Aim of the task: The entries below should be quoted exactly, with no pictures carried over.

Entries supplied:
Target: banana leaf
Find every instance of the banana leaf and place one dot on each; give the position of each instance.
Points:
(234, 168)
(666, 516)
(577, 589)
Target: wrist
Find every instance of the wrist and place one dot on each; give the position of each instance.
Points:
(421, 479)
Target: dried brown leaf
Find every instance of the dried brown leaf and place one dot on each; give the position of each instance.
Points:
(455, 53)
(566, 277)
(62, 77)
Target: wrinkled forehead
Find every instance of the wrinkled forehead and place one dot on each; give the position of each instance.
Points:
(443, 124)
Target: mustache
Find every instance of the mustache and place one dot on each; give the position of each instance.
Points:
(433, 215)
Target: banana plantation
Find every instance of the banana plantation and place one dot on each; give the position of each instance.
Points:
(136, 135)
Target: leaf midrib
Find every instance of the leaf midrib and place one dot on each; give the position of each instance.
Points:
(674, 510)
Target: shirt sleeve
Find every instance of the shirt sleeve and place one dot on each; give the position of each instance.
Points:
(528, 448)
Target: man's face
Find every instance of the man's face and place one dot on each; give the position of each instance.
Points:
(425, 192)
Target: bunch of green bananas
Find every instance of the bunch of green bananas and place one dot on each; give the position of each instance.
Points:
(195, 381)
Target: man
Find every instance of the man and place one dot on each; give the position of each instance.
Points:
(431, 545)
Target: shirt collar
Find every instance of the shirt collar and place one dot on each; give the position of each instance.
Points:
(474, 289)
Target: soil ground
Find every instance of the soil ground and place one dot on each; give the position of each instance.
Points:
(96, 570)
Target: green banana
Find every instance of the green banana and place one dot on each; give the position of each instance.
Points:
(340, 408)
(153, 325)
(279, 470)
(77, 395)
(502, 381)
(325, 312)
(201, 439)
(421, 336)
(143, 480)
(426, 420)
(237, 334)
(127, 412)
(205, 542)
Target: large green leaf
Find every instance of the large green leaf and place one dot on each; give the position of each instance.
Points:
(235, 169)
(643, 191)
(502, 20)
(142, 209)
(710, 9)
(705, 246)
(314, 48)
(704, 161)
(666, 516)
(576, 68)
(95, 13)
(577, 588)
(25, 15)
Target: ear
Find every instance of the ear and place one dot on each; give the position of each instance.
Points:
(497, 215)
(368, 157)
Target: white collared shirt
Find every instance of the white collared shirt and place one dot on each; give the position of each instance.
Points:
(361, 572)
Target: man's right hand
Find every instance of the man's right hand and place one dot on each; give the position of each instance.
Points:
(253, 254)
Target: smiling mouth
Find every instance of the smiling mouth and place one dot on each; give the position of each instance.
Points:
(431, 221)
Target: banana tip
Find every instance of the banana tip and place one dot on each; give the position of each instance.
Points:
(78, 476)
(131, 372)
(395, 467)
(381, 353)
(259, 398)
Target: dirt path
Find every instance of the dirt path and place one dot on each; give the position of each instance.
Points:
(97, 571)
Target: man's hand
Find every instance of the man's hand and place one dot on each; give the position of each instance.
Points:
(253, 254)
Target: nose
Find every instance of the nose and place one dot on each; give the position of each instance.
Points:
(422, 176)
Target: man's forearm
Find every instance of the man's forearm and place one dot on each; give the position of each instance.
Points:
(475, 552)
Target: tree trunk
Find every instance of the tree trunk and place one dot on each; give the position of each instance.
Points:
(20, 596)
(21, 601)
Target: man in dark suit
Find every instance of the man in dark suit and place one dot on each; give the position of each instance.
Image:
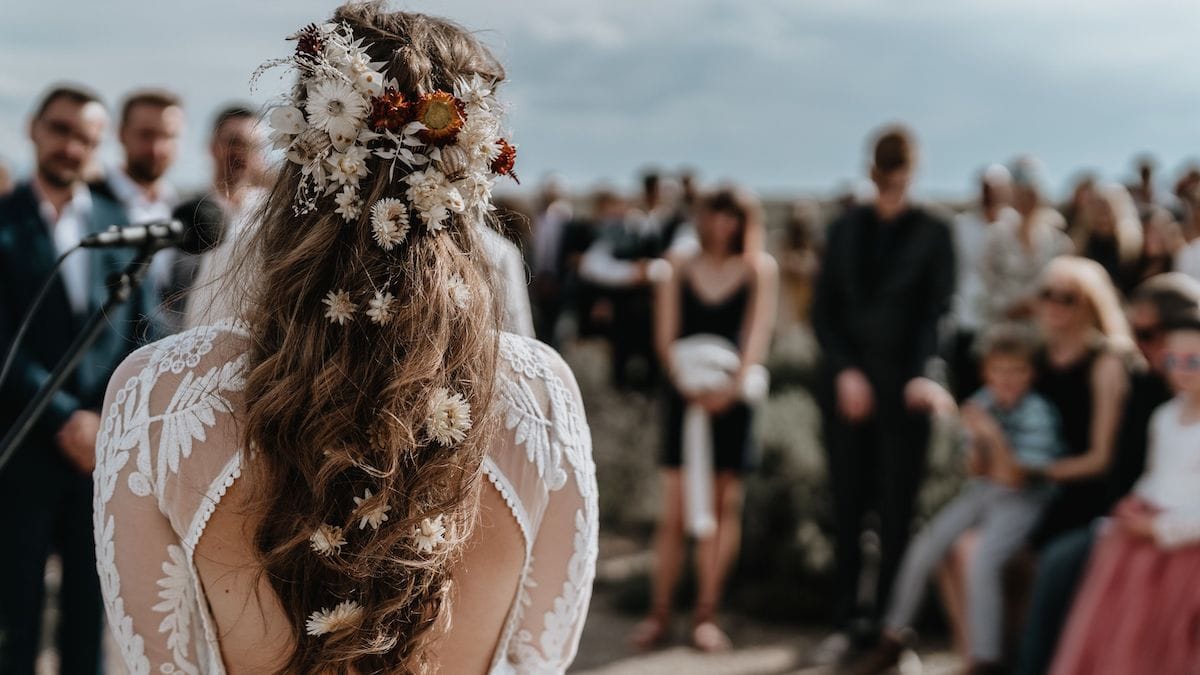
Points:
(885, 285)
(46, 491)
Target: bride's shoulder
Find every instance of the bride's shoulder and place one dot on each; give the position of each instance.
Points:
(220, 345)
(533, 359)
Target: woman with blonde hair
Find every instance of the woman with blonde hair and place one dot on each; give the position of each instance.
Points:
(360, 473)
(1111, 233)
(1083, 370)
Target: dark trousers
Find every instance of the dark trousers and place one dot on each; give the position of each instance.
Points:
(46, 507)
(1060, 572)
(965, 365)
(876, 465)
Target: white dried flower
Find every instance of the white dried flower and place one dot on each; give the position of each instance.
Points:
(340, 306)
(348, 203)
(449, 417)
(346, 615)
(376, 517)
(381, 308)
(433, 197)
(430, 535)
(460, 292)
(287, 119)
(327, 539)
(335, 107)
(348, 167)
(389, 222)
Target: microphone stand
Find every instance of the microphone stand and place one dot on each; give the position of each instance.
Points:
(120, 287)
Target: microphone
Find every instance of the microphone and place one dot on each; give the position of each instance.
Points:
(156, 234)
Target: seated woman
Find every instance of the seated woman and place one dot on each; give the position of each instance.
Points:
(1084, 370)
(1139, 608)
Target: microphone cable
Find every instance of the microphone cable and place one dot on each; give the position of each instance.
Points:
(30, 314)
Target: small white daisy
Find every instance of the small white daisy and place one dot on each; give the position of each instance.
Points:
(341, 308)
(449, 417)
(381, 308)
(389, 222)
(327, 539)
(375, 517)
(348, 167)
(460, 292)
(348, 203)
(345, 615)
(287, 119)
(334, 105)
(430, 533)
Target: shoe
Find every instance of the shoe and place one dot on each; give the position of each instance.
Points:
(651, 632)
(984, 668)
(880, 659)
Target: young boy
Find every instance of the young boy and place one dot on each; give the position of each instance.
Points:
(1011, 430)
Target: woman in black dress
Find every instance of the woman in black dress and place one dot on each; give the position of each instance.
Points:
(725, 288)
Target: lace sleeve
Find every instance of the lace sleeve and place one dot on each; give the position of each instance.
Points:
(141, 561)
(557, 586)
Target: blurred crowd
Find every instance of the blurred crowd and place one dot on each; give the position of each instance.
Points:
(1063, 338)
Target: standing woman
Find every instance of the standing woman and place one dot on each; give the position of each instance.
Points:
(725, 291)
(1113, 233)
(1018, 251)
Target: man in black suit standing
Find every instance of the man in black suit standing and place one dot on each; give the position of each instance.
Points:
(886, 284)
(46, 490)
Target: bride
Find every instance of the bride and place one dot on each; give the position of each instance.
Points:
(360, 473)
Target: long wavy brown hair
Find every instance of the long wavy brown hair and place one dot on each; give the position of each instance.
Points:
(336, 411)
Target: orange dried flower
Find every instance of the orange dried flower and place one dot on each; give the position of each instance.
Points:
(504, 162)
(442, 115)
(310, 42)
(389, 111)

Exercise response:
Target: banana leaf
Find every instance of the banana leaf and place one dot on each; give the position of each instance.
Points:
(234, 168)
(666, 516)
(577, 589)
Target: wrist
Find every instance of the wrist and place one dot on each; give the position of each instance.
Points:
(421, 479)
Target: dried brown leaf
Find every instance of the dried brown leaf and place one dot on each; give the position of each instance.
Points:
(455, 53)
(566, 277)
(62, 77)
Target: wrinkled forehead
Find every instance of the wrinkled forehead and place one dot on each; give the position of each instance.
Points:
(443, 124)
Target: mustache
Find every instance of the mustache and place one dot on each; give the position of each instance.
Points:
(433, 215)
Target: banana plantation
Find every instance of the banana plantation and place one dot on each; give the position of each instance.
Points:
(136, 135)
Target: leaf midrib
Find every instance of the leaf midrib and place one dot on each; give the position of each instance.
Points:
(674, 510)
Target: shirt sleeve
Find every instance of the shirt sleeve and place one dot on each; give the position of each instance.
Points:
(528, 448)
Target: man's face
Find every instance of the man's face and place one dot on each; give the position of each instance.
Points:
(425, 192)
Target: bunch of green bananas
Find every instance of the bunch of green bananas and place one dot on each; give the position of each instance.
Points:
(195, 381)
Target: man
Find every instance of the man and place one dot on each; give the position of each instance.
Points:
(431, 545)
Target: shirt collar
Find every instance of the shirt collar and place one dot on each; give the position of each instance.
Points:
(474, 289)
Target: soil ground
Find every instance of the soil ground and place one dot on each; give the position of each instance.
Points:
(96, 570)
Target: green banana
Find every instance of the green banana and place one dot on each; give the position of each instance.
Points:
(340, 408)
(153, 325)
(279, 470)
(77, 395)
(502, 381)
(325, 312)
(201, 439)
(421, 336)
(143, 480)
(426, 420)
(237, 334)
(127, 412)
(205, 542)
Target: large green leaf
Find every instance of the large green leaf and place one dot on each; give the position of each instance.
Points:
(235, 169)
(643, 191)
(502, 20)
(142, 209)
(710, 9)
(705, 246)
(314, 48)
(704, 161)
(666, 516)
(576, 68)
(95, 13)
(577, 588)
(25, 15)
Target: ear
Find every instance of the ear and place one dot on each; give the position of each instance.
Points:
(497, 215)
(368, 157)
Target: white collared shirt
Find every instance of the white collared shirt and place one dot on each; give the position of each instance.
Points:
(361, 572)
Target: man's right hand
Find every instance of the man's right hand and place one dot on each; give the position of each instance.
Points:
(253, 254)
Target: smiling mouth
Find every instance of the smiling mouth and place one dot on each; give the position of each instance.
Points:
(431, 221)
Target: banana tip
Find every instance of the banana tip and place one dot on each; give the position of each instance.
Points:
(78, 476)
(131, 372)
(395, 467)
(381, 353)
(259, 398)
Target: dirt path
Find every instance of the dirt path and place one dot on each; give the position of each instance.
Points:
(97, 571)
Target: man's hand
Find every instance of the man's hand and place one dot on each; give the position of each instance.
Points:
(253, 254)
Target: nose
Find every instance of the nose and place one dot on each; give the position of each instance.
Points:
(422, 176)
Target: man's forearm
Find every instance of the man's forearm and place one dot on each; give the position of each instance.
Points:
(475, 552)
Target: tree trunk
Find every instance of the tree trunk and place one dot on each; give the position of each instance.
Points:
(20, 596)
(21, 601)
Target: man in dark suit
Find every instance of the man in dark suit and place one dot on each; give the position of each instance.
Image:
Points:
(885, 285)
(46, 491)
Target: bride's shoulder
Find every instance of the bride's shoulder and place one dot on each; give the position of each instance.
Points:
(220, 345)
(533, 359)
Target: woman with blonde hair
Find every instance of the woman with blonde hair and place one dot on each; give the position of each instance.
Points:
(360, 473)
(1111, 233)
(1083, 370)
Target: dark trousers
Find every instance of the dark trousers and place one dot on each; give the position of each instance.
Points:
(46, 507)
(1060, 572)
(965, 365)
(876, 465)
Target: white dried flower
Find every instance of the white dried flower and place one dot on each; give the position of each instance.
Points:
(340, 306)
(348, 203)
(449, 417)
(346, 615)
(376, 517)
(381, 308)
(433, 197)
(430, 535)
(460, 292)
(287, 119)
(327, 539)
(335, 107)
(348, 167)
(389, 222)
Target: microphone stand
Find every instance of the microphone stand and place one dot on each; give the position of each instance.
Points:
(120, 287)
Target: microphone
Find every instance of the microphone and place one dot on each; give the position of each instance.
Points:
(156, 234)
Target: seated woman
Find every instance of the seated woman and place one dot on each; give the position of each instance.
Points:
(1084, 370)
(1139, 608)
Target: microphone cable
Find every instance of the microphone cable and place one dot on each; give the position of each instance.
Points:
(30, 314)
Target: small white daisy
Find every instance of the small white daisy and place one dot on each; give the position of each instance.
Points:
(341, 308)
(449, 417)
(381, 308)
(389, 222)
(327, 539)
(375, 517)
(348, 167)
(460, 292)
(348, 203)
(345, 615)
(287, 119)
(334, 105)
(430, 533)
Target: shoe
Find every instance of the shoe and place one dot on each; give the position of each instance.
Points:
(651, 632)
(984, 668)
(880, 659)
Target: young boy
Find every instance of the young boy and place one dot on each; give the position of each instance.
Points:
(1011, 430)
Target: woman in black dress
Find every instance of the woman in black dress and place one dot on each; give the position of each instance.
Points:
(725, 288)
Target: lace sleeve
Find every instance of the lace sleeve and place one dot on each; give the position of each instance.
Points:
(141, 561)
(557, 586)
Target: blurred crowd
Find every instance of the blurred crowd and place one dot on each; give the position of each instance.
Points:
(1063, 338)
Target: standing woman
Find every instance of the standing woman and place one dot on each; give the position of each instance.
Points:
(725, 291)
(1113, 233)
(1018, 251)
Target: man in black suit standing
Find every instance of the man in black suit standing and place one dot on each; give the position of each instance.
Points:
(886, 284)
(46, 490)
Target: bride
Find every instance of the bride and place one dot on each; give the position of each instance.
Points:
(360, 473)
Target: long wavy brown hair
Find every instance of the long wavy brown hair and place one dot on each; give the position of each instance.
Points:
(336, 411)
Target: orange dried flower
Find every instance of the orange dried flower and place one dot on each; give the position of each instance.
Points:
(504, 162)
(442, 115)
(310, 42)
(389, 111)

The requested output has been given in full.